- _Written task_
Present the material below as a numbered list, from the line with "Where can the rear" to the line with "x=330, y=160", including both of those lines and leaving out blank lines.

- _Records shown_
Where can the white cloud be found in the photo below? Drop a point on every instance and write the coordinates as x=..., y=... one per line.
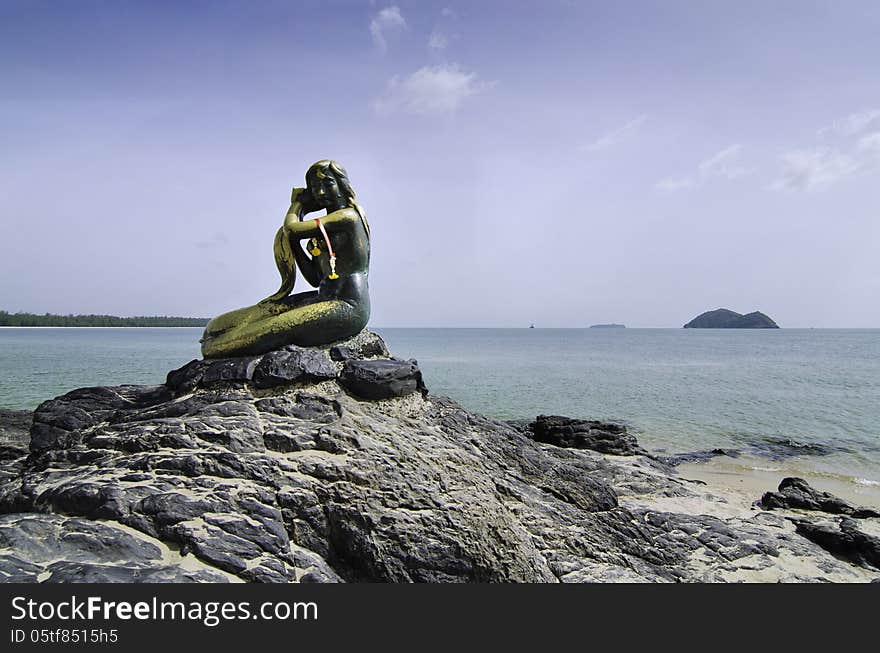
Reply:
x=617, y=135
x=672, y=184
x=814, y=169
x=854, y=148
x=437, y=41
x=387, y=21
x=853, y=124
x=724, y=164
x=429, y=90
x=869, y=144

==

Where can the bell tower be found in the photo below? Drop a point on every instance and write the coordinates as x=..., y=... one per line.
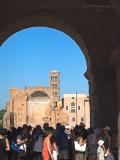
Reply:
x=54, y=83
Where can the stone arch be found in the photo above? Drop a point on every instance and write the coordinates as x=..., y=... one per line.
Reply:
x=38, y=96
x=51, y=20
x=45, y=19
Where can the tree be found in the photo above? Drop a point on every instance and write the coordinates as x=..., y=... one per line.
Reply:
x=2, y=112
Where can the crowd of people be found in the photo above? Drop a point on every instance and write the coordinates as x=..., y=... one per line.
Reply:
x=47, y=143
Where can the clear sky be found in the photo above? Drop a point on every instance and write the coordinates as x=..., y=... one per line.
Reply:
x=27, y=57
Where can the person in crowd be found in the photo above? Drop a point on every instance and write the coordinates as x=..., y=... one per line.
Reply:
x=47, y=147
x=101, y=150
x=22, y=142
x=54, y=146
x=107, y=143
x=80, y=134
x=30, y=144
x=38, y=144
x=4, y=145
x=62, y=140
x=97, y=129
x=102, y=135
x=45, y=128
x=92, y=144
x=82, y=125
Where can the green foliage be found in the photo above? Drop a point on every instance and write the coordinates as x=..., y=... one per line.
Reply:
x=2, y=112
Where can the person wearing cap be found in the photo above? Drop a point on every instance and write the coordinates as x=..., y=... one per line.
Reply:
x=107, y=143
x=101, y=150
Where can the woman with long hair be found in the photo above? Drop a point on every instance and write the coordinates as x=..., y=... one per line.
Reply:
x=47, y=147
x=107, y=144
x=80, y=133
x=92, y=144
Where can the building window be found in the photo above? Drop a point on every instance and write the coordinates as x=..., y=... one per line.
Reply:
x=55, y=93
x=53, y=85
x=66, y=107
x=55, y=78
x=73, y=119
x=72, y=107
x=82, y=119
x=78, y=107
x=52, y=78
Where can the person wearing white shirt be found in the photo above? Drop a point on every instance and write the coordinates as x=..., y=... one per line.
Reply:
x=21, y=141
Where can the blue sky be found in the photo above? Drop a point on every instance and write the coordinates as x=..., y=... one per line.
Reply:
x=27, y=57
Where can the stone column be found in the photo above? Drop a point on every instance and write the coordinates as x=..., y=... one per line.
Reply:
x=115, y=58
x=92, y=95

* * *

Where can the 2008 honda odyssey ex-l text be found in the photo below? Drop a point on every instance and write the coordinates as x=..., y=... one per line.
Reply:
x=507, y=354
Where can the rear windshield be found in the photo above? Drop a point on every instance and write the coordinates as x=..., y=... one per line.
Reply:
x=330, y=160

- _Written solution_
1. Where can the rear windshield be found in the photo above? Drop a point on every instance and write the coordinates as x=..., y=... one per line.
2. Reply:
3. x=330, y=160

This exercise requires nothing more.